# Stated goal a
Find every line in the records below that contains the string "aurora" and copy each of those lines. Case counts.

# Document text
In need of a great comfort food recipe? Homemade beef stroganoff is just that! Slowly stew your beef to tender perfection over a deliciously deep cream sauce. Learn how to make homemade beef stroganoff with this easy to follow recipe!
Mike’s Recipe Rundown
- Taste: Deep and savory. Like a nice steak in a rich cream sauce.
- Texture: Tender and creamy. The steak is slowly cooked to break down connective tissue and really leave you with a tender bite. The cream sauce and buttered noodles really provide a rich, comforting taste.
- Difficulty – Intermediate: The recipe is easy enough to follow for any stay at home chef to pull off.
- Pros: This is comfort food at it’s best. Great on a cool night, or just when you need something satisfying at the end of a long, hard day.
- Cons: This recipe calls for chuck steak, which requires a long stew to break down. If you’re looking for something quick, a beef tenderloin version would do the trick.
- Would I make again? Ab-so-lutely! This is a go to comfort food meal in out house.
What is Beef Stroganoff?

# Items

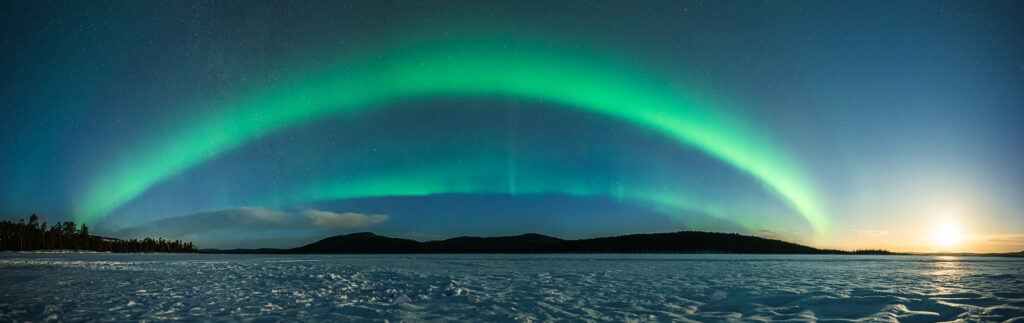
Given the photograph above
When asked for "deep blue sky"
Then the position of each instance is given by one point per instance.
(905, 116)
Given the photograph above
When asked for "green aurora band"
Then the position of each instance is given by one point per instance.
(458, 70)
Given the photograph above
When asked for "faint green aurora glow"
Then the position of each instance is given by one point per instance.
(460, 70)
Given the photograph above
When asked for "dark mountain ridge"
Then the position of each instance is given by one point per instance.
(677, 242)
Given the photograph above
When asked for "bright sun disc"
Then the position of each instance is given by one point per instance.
(946, 236)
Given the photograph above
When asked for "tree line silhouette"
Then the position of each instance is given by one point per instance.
(24, 236)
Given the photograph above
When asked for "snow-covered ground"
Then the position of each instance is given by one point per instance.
(604, 287)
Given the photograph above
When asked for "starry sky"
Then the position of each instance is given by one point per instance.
(864, 124)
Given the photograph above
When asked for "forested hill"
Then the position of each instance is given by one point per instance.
(678, 242)
(29, 236)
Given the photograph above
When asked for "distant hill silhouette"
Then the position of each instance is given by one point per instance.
(678, 242)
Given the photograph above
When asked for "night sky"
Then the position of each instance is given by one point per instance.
(866, 124)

# Stated goal b
In the beef stroganoff text, what cut of beef does the recipe call for?

# Worked solution a
When asked for "green aurora band"
When asked for "faint green aurora glow"

# Worked solution b
Chuck steak.